Reproduce the data verbatim from its first line through the line containing "[0,57,330,173]", including both of those lines.

[START]

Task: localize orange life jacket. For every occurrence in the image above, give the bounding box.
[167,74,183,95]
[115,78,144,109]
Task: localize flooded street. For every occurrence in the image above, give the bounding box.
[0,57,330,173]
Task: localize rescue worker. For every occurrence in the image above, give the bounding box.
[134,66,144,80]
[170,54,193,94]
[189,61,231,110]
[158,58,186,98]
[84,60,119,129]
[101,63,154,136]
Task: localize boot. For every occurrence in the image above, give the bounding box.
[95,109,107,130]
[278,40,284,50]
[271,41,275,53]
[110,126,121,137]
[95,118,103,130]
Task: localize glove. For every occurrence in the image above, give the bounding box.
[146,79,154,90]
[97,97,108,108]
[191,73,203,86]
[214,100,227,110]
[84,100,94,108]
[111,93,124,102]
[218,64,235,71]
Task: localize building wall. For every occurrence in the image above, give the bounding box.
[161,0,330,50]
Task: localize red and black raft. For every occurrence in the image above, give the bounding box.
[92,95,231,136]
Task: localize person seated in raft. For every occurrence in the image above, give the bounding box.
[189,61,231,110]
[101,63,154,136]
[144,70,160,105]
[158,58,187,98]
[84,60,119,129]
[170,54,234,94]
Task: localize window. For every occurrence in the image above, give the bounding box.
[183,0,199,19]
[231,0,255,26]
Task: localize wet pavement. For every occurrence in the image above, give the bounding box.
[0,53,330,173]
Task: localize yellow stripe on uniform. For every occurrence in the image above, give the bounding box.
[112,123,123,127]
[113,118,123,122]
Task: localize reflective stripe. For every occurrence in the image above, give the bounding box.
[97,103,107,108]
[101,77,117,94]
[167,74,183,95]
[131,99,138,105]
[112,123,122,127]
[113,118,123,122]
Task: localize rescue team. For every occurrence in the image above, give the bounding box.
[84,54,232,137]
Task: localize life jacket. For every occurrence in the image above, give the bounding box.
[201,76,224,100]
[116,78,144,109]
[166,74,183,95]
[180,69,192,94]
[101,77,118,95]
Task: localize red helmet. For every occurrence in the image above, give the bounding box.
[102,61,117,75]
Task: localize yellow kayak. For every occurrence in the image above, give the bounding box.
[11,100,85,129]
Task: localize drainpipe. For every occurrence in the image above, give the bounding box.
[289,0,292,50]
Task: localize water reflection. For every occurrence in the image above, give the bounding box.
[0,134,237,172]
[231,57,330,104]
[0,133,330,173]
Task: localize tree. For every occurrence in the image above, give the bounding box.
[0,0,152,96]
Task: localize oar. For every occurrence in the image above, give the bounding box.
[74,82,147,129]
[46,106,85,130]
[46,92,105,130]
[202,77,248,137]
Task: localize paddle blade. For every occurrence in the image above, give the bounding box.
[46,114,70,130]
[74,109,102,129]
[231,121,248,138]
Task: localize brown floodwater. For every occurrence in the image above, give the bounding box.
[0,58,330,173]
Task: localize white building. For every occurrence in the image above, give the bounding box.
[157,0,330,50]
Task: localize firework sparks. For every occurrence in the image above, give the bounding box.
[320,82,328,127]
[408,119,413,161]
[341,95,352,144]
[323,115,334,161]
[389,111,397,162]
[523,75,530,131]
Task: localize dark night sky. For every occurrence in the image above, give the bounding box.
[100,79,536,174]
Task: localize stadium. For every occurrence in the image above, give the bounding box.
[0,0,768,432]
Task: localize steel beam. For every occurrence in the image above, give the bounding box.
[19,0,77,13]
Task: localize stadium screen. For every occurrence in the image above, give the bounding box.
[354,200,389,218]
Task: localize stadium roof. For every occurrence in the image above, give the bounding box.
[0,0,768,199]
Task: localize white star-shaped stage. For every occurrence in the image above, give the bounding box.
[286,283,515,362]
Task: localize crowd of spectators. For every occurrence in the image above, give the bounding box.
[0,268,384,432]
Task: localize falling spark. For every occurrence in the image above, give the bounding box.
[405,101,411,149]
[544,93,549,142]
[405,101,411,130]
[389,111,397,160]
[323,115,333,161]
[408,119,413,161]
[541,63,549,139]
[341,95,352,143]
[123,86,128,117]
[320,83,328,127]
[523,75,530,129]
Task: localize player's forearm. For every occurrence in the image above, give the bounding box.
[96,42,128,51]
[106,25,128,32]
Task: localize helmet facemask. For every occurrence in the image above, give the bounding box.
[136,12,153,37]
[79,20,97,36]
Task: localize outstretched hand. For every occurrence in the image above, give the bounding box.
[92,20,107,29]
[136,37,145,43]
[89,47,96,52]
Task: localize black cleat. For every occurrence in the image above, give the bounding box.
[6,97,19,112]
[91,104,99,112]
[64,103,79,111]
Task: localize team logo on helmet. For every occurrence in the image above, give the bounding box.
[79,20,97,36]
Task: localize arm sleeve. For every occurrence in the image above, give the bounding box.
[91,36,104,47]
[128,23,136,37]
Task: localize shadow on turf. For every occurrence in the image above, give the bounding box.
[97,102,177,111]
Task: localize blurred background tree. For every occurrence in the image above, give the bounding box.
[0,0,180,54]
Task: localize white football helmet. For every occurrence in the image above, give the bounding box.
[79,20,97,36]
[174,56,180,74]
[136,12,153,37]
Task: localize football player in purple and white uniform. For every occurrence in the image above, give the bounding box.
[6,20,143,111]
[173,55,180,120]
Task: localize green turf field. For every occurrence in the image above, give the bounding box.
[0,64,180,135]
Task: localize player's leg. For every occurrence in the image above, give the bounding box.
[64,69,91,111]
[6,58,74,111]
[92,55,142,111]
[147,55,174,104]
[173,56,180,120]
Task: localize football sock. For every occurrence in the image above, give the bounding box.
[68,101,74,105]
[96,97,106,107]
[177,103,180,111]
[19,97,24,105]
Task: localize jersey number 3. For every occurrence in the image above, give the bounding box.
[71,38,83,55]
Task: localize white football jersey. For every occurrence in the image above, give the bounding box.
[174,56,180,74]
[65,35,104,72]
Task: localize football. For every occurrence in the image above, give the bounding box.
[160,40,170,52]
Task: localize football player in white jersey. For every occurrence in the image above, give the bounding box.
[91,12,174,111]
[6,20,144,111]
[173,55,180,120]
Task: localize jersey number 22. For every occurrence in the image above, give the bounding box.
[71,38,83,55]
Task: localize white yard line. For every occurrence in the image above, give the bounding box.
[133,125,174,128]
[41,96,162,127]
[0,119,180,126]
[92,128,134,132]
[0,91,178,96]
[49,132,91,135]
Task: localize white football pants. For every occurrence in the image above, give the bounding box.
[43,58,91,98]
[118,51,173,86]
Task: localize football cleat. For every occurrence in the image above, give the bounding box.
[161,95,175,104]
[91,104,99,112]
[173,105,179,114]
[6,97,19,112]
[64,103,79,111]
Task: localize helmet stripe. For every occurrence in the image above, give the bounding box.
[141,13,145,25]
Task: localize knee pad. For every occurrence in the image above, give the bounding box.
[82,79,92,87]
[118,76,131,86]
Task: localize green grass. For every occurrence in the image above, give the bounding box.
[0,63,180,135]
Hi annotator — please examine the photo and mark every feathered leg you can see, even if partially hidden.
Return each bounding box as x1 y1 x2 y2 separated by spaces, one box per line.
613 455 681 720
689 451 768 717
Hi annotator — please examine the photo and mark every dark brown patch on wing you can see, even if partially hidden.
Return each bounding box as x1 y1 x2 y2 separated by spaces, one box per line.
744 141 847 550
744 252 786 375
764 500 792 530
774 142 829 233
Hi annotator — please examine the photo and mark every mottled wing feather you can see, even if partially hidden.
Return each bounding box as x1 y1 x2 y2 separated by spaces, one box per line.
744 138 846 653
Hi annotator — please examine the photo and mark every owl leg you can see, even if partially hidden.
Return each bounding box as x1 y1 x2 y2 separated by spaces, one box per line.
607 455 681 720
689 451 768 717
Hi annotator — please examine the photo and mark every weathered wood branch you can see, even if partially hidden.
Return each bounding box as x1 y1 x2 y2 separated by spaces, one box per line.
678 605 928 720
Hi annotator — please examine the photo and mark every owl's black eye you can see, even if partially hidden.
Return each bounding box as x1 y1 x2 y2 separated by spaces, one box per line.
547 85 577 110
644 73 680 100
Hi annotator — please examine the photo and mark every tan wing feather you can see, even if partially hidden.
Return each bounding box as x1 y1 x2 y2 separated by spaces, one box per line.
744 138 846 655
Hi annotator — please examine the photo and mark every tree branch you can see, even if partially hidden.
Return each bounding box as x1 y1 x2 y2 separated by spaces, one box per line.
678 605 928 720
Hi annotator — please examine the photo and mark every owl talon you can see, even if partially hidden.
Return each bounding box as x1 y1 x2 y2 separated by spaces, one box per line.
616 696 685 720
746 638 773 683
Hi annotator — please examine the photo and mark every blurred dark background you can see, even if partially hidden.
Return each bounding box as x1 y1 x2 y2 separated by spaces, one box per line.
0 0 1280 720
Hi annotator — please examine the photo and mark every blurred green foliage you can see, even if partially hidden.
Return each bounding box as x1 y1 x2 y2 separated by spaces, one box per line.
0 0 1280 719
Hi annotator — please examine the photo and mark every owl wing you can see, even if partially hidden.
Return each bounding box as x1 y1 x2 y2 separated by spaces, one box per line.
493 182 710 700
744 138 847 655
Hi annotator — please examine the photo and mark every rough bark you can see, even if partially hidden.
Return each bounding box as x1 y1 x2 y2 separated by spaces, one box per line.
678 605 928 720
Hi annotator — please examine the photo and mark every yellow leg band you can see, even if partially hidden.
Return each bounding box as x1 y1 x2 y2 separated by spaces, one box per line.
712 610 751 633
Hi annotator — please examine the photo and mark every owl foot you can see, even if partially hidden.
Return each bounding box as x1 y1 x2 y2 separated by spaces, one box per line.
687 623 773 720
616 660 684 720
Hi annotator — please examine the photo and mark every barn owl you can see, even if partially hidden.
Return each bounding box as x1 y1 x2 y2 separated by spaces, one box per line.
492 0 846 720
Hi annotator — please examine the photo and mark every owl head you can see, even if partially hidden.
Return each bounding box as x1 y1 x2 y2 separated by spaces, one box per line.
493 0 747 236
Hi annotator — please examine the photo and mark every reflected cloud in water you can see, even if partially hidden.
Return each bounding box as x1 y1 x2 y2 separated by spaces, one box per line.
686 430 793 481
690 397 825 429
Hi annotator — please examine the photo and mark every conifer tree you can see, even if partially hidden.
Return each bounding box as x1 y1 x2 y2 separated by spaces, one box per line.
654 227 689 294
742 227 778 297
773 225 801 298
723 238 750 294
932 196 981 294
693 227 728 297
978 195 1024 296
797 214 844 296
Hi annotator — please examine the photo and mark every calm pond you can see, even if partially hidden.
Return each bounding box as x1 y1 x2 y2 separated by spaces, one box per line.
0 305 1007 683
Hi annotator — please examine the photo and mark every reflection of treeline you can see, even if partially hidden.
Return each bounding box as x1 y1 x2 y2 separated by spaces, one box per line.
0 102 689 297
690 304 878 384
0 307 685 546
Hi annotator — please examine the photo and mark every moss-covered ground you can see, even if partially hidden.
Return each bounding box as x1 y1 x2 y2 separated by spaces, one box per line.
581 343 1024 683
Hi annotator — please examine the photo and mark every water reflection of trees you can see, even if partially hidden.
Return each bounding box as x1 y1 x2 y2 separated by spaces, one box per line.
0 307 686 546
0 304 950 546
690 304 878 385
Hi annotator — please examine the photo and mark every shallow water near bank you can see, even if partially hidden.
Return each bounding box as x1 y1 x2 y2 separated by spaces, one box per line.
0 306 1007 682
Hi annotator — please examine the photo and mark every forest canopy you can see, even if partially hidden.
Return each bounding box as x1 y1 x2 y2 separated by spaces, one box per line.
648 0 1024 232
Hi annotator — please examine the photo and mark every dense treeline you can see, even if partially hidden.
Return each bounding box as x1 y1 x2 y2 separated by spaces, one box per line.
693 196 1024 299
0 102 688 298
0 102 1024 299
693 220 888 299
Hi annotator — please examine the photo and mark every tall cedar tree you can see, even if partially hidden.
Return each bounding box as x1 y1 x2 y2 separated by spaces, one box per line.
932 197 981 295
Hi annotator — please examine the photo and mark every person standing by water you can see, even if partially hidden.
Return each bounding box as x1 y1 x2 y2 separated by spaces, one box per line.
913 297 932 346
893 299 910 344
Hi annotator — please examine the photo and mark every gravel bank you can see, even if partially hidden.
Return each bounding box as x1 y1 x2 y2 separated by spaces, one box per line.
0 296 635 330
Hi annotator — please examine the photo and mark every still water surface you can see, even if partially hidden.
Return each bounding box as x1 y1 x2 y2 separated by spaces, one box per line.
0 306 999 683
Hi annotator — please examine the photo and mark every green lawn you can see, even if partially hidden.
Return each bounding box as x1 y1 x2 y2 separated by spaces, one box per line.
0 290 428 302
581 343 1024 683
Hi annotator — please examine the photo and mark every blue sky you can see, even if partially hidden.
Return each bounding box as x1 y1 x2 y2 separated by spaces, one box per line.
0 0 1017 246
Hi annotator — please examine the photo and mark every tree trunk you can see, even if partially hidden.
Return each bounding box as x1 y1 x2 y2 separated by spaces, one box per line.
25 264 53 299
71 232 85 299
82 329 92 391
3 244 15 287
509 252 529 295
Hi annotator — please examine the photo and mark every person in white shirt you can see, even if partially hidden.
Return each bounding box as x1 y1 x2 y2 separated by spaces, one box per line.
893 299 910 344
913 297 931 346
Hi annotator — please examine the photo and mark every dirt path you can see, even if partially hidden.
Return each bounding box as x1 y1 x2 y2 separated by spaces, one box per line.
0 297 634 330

[END]

§ **Complete response**
Task: localize orange life jacket. For every occurrence in the image above, give the bounding box.
[167,74,183,95]
[115,78,144,109]
Task: localize flooded street. For every occurrence in the image above, give the bounding box.
[0,57,330,173]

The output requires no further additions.